WHAT TO DO
Please pull out every line of the items below that holds the word "emblem", and note that case counts.

RECORDS TO PROCESS
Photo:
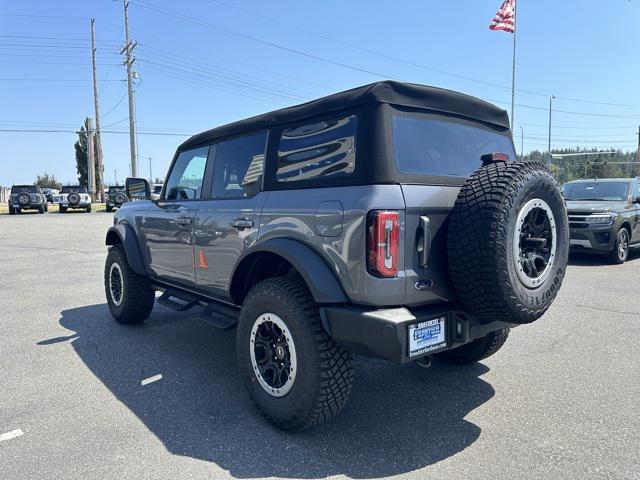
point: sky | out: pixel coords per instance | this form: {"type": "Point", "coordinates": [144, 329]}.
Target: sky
{"type": "Point", "coordinates": [204, 63]}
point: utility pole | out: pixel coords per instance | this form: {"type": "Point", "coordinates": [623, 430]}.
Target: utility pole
{"type": "Point", "coordinates": [638, 152]}
{"type": "Point", "coordinates": [90, 160]}
{"type": "Point", "coordinates": [550, 110]}
{"type": "Point", "coordinates": [100, 170]}
{"type": "Point", "coordinates": [129, 59]}
{"type": "Point", "coordinates": [521, 143]}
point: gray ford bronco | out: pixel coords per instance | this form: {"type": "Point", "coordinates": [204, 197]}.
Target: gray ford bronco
{"type": "Point", "coordinates": [387, 221]}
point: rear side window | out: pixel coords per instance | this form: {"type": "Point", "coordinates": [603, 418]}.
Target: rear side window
{"type": "Point", "coordinates": [238, 166]}
{"type": "Point", "coordinates": [185, 181]}
{"type": "Point", "coordinates": [426, 146]}
{"type": "Point", "coordinates": [320, 149]}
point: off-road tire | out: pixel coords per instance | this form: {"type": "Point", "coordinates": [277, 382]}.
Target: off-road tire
{"type": "Point", "coordinates": [476, 350]}
{"type": "Point", "coordinates": [324, 371]}
{"type": "Point", "coordinates": [137, 295]}
{"type": "Point", "coordinates": [480, 243]}
{"type": "Point", "coordinates": [616, 257]}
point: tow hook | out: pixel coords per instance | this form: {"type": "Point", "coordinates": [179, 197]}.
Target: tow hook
{"type": "Point", "coordinates": [424, 362]}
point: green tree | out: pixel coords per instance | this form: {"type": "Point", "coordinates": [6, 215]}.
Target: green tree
{"type": "Point", "coordinates": [81, 155]}
{"type": "Point", "coordinates": [47, 181]}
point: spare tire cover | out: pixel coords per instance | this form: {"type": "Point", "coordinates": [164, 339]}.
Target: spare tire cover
{"type": "Point", "coordinates": [508, 242]}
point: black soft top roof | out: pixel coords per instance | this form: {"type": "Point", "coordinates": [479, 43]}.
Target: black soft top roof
{"type": "Point", "coordinates": [388, 91]}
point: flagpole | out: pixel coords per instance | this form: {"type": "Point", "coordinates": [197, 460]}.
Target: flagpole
{"type": "Point", "coordinates": [513, 73]}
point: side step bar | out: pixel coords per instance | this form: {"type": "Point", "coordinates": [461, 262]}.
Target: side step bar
{"type": "Point", "coordinates": [178, 301]}
{"type": "Point", "coordinates": [214, 313]}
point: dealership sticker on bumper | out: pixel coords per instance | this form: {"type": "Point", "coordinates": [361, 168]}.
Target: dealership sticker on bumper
{"type": "Point", "coordinates": [426, 336]}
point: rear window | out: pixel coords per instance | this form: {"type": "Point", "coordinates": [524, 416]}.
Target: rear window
{"type": "Point", "coordinates": [426, 146]}
{"type": "Point", "coordinates": [320, 149]}
{"type": "Point", "coordinates": [24, 188]}
{"type": "Point", "coordinates": [73, 190]}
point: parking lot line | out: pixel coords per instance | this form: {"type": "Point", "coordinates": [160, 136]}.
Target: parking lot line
{"type": "Point", "coordinates": [11, 434]}
{"type": "Point", "coordinates": [149, 380]}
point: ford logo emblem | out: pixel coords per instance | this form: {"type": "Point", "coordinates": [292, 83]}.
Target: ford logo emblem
{"type": "Point", "coordinates": [422, 285]}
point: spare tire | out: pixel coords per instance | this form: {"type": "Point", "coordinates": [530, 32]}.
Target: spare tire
{"type": "Point", "coordinates": [508, 242]}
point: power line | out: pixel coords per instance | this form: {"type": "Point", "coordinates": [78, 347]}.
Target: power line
{"type": "Point", "coordinates": [116, 123]}
{"type": "Point", "coordinates": [228, 31]}
{"type": "Point", "coordinates": [42, 16]}
{"type": "Point", "coordinates": [49, 80]}
{"type": "Point", "coordinates": [123, 132]}
{"type": "Point", "coordinates": [223, 79]}
{"type": "Point", "coordinates": [115, 106]}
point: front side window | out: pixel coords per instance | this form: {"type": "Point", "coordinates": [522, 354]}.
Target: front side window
{"type": "Point", "coordinates": [23, 189]}
{"type": "Point", "coordinates": [597, 191]}
{"type": "Point", "coordinates": [424, 145]}
{"type": "Point", "coordinates": [185, 181]}
{"type": "Point", "coordinates": [321, 149]}
{"type": "Point", "coordinates": [238, 166]}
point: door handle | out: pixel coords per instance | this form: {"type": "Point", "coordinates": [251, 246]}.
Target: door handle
{"type": "Point", "coordinates": [241, 223]}
{"type": "Point", "coordinates": [182, 221]}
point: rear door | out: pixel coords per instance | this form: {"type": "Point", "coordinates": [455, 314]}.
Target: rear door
{"type": "Point", "coordinates": [168, 228]}
{"type": "Point", "coordinates": [227, 224]}
{"type": "Point", "coordinates": [635, 193]}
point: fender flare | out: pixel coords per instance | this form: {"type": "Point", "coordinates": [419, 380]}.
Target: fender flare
{"type": "Point", "coordinates": [125, 234]}
{"type": "Point", "coordinates": [321, 280]}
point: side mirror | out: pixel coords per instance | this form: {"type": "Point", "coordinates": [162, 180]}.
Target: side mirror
{"type": "Point", "coordinates": [137, 188]}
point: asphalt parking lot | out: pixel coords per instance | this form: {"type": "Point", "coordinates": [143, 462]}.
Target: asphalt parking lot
{"type": "Point", "coordinates": [560, 400]}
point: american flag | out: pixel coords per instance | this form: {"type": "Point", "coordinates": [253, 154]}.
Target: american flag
{"type": "Point", "coordinates": [505, 19]}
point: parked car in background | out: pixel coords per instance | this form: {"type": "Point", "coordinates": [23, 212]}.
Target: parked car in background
{"type": "Point", "coordinates": [27, 197]}
{"type": "Point", "coordinates": [386, 221]}
{"type": "Point", "coordinates": [51, 194]}
{"type": "Point", "coordinates": [604, 215]}
{"type": "Point", "coordinates": [116, 196]}
{"type": "Point", "coordinates": [74, 196]}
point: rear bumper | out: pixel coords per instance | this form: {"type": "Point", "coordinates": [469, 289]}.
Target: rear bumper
{"type": "Point", "coordinates": [384, 333]}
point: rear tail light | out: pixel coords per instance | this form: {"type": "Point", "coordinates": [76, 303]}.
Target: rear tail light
{"type": "Point", "coordinates": [383, 243]}
{"type": "Point", "coordinates": [494, 158]}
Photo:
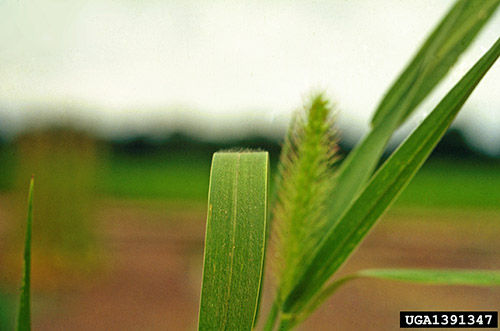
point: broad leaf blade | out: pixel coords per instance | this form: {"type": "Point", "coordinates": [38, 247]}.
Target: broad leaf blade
{"type": "Point", "coordinates": [235, 241]}
{"type": "Point", "coordinates": [438, 54]}
{"type": "Point", "coordinates": [24, 315]}
{"type": "Point", "coordinates": [422, 276]}
{"type": "Point", "coordinates": [384, 187]}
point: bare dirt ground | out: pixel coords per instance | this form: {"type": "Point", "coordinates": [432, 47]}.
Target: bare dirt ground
{"type": "Point", "coordinates": [154, 263]}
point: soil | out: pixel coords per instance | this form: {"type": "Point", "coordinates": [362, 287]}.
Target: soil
{"type": "Point", "coordinates": [153, 264]}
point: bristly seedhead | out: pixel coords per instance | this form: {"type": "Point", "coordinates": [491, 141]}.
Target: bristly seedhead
{"type": "Point", "coordinates": [305, 176]}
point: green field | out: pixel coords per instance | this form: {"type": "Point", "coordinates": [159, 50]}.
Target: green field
{"type": "Point", "coordinates": [440, 183]}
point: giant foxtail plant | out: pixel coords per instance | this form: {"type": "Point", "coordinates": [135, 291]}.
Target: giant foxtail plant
{"type": "Point", "coordinates": [321, 211]}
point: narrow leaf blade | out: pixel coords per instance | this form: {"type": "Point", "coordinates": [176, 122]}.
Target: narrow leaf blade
{"type": "Point", "coordinates": [447, 42]}
{"type": "Point", "coordinates": [436, 277]}
{"type": "Point", "coordinates": [384, 187]}
{"type": "Point", "coordinates": [24, 315]}
{"type": "Point", "coordinates": [435, 58]}
{"type": "Point", "coordinates": [235, 241]}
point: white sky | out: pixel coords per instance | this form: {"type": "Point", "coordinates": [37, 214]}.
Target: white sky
{"type": "Point", "coordinates": [219, 67]}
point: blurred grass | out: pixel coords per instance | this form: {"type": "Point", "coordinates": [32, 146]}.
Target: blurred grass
{"type": "Point", "coordinates": [442, 182]}
{"type": "Point", "coordinates": [448, 183]}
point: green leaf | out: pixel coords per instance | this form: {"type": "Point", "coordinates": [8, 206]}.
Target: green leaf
{"type": "Point", "coordinates": [24, 315]}
{"type": "Point", "coordinates": [422, 276]}
{"type": "Point", "coordinates": [436, 277]}
{"type": "Point", "coordinates": [383, 188]}
{"type": "Point", "coordinates": [235, 241]}
{"type": "Point", "coordinates": [434, 59]}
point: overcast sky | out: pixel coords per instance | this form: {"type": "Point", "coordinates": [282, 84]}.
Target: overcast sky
{"type": "Point", "coordinates": [220, 67]}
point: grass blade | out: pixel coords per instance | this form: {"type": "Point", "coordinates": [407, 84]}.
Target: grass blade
{"type": "Point", "coordinates": [235, 241]}
{"type": "Point", "coordinates": [24, 316]}
{"type": "Point", "coordinates": [437, 55]}
{"type": "Point", "coordinates": [384, 187]}
{"type": "Point", "coordinates": [422, 276]}
{"type": "Point", "coordinates": [435, 58]}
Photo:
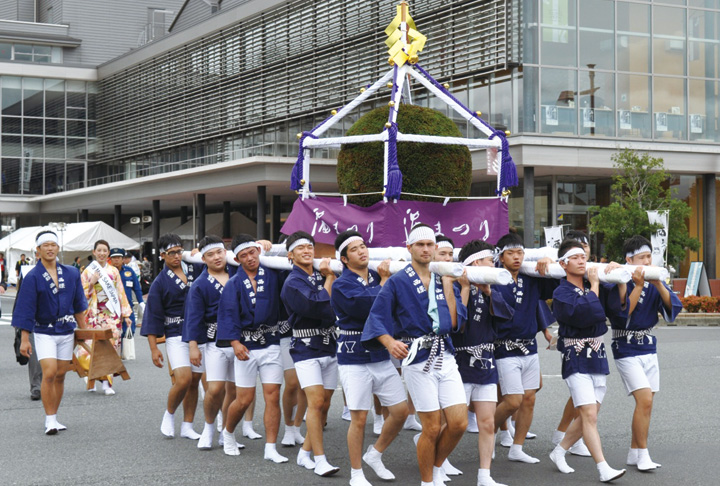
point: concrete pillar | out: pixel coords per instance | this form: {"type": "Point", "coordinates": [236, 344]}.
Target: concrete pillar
{"type": "Point", "coordinates": [118, 217]}
{"type": "Point", "coordinates": [226, 220]}
{"type": "Point", "coordinates": [261, 207]}
{"type": "Point", "coordinates": [709, 228]}
{"type": "Point", "coordinates": [275, 210]}
{"type": "Point", "coordinates": [529, 205]}
{"type": "Point", "coordinates": [201, 216]}
{"type": "Point", "coordinates": [156, 236]}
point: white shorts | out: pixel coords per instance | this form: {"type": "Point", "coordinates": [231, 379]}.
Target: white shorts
{"type": "Point", "coordinates": [518, 373]}
{"type": "Point", "coordinates": [266, 362]}
{"type": "Point", "coordinates": [436, 389]}
{"type": "Point", "coordinates": [317, 371]}
{"type": "Point", "coordinates": [179, 354]}
{"type": "Point", "coordinates": [219, 363]}
{"type": "Point", "coordinates": [50, 346]}
{"type": "Point", "coordinates": [586, 389]}
{"type": "Point", "coordinates": [361, 381]}
{"type": "Point", "coordinates": [480, 393]}
{"type": "Point", "coordinates": [639, 372]}
{"type": "Point", "coordinates": [287, 362]}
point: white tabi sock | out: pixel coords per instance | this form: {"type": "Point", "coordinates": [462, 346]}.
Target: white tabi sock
{"type": "Point", "coordinates": [230, 446]}
{"type": "Point", "coordinates": [51, 425]}
{"type": "Point", "coordinates": [271, 454]}
{"type": "Point", "coordinates": [187, 432]}
{"type": "Point", "coordinates": [357, 478]}
{"type": "Point", "coordinates": [249, 432]}
{"type": "Point", "coordinates": [373, 458]}
{"type": "Point", "coordinates": [607, 473]}
{"type": "Point", "coordinates": [304, 459]}
{"type": "Point", "coordinates": [167, 427]}
{"type": "Point", "coordinates": [207, 437]}
{"type": "Point", "coordinates": [644, 462]}
{"type": "Point", "coordinates": [516, 454]}
{"type": "Point", "coordinates": [558, 457]}
{"type": "Point", "coordinates": [438, 476]}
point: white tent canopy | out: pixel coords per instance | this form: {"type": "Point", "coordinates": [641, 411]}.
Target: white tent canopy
{"type": "Point", "coordinates": [77, 240]}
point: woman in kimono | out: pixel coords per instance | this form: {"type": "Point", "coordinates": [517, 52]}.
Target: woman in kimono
{"type": "Point", "coordinates": [107, 302]}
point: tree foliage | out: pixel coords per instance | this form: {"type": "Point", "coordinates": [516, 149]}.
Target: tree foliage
{"type": "Point", "coordinates": [642, 184]}
{"type": "Point", "coordinates": [440, 170]}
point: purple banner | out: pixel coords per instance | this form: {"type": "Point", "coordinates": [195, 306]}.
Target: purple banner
{"type": "Point", "coordinates": [388, 224]}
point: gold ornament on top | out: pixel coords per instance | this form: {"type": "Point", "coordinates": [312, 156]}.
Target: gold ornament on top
{"type": "Point", "coordinates": [404, 41]}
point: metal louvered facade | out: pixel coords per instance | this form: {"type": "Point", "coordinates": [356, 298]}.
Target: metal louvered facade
{"type": "Point", "coordinates": [248, 88]}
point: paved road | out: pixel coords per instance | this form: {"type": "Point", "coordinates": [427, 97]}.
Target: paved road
{"type": "Point", "coordinates": [116, 440]}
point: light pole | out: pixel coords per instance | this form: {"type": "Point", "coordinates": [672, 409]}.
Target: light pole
{"type": "Point", "coordinates": [60, 228]}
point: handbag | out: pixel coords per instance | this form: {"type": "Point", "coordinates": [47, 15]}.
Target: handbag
{"type": "Point", "coordinates": [23, 360]}
{"type": "Point", "coordinates": [128, 345]}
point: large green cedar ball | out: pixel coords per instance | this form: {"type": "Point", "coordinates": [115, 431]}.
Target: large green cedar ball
{"type": "Point", "coordinates": [427, 168]}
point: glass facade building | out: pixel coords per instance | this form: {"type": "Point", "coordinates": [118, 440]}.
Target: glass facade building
{"type": "Point", "coordinates": [48, 129]}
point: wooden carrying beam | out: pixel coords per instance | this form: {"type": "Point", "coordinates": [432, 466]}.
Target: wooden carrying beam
{"type": "Point", "coordinates": [102, 360]}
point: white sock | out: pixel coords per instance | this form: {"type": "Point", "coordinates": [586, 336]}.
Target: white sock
{"type": "Point", "coordinates": [248, 430]}
{"type": "Point", "coordinates": [271, 454]}
{"type": "Point", "coordinates": [558, 457]}
{"type": "Point", "coordinates": [516, 454]}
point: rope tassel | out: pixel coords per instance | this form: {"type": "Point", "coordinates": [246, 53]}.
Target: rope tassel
{"type": "Point", "coordinates": [394, 185]}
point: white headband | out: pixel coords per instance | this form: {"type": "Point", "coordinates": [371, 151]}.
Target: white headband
{"type": "Point", "coordinates": [642, 249]}
{"type": "Point", "coordinates": [209, 247]}
{"type": "Point", "coordinates": [570, 253]}
{"type": "Point", "coordinates": [420, 234]}
{"type": "Point", "coordinates": [301, 241]}
{"type": "Point", "coordinates": [345, 243]}
{"type": "Point", "coordinates": [46, 238]}
{"type": "Point", "coordinates": [171, 245]}
{"type": "Point", "coordinates": [477, 256]}
{"type": "Point", "coordinates": [502, 250]}
{"type": "Point", "coordinates": [246, 245]}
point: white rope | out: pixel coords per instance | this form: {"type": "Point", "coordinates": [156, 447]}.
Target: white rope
{"type": "Point", "coordinates": [352, 105]}
{"type": "Point", "coordinates": [337, 141]}
{"type": "Point", "coordinates": [470, 142]}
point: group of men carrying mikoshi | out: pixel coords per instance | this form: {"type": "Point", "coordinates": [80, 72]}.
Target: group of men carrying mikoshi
{"type": "Point", "coordinates": [453, 341]}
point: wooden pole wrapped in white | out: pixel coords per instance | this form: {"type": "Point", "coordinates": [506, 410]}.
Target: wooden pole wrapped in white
{"type": "Point", "coordinates": [535, 254]}
{"type": "Point", "coordinates": [651, 273]}
{"type": "Point", "coordinates": [447, 269]}
{"type": "Point", "coordinates": [395, 267]}
{"type": "Point", "coordinates": [488, 275]}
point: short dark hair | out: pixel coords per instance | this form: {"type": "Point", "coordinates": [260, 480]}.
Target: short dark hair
{"type": "Point", "coordinates": [240, 239]}
{"type": "Point", "coordinates": [568, 245]}
{"type": "Point", "coordinates": [577, 235]}
{"type": "Point", "coordinates": [440, 237]}
{"type": "Point", "coordinates": [298, 235]}
{"type": "Point", "coordinates": [168, 240]}
{"type": "Point", "coordinates": [208, 240]}
{"type": "Point", "coordinates": [472, 247]}
{"type": "Point", "coordinates": [342, 237]}
{"type": "Point", "coordinates": [510, 239]}
{"type": "Point", "coordinates": [101, 242]}
{"type": "Point", "coordinates": [634, 243]}
{"type": "Point", "coordinates": [46, 232]}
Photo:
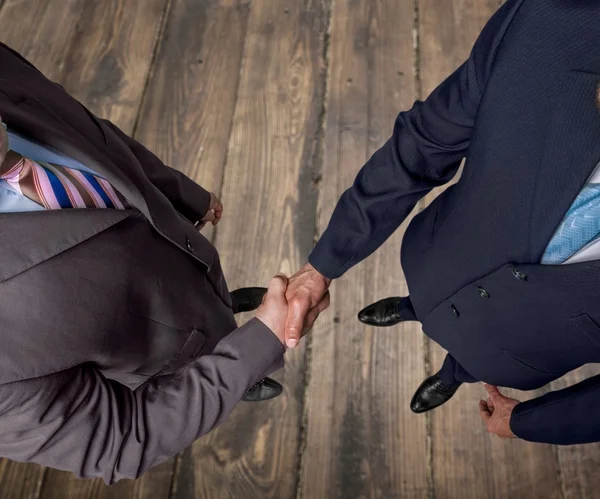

THE OUTPUT
point: ford logo emblem | out: pixel coords per instance | this form: {"type": "Point", "coordinates": [292, 83]}.
Target: ford logo emblem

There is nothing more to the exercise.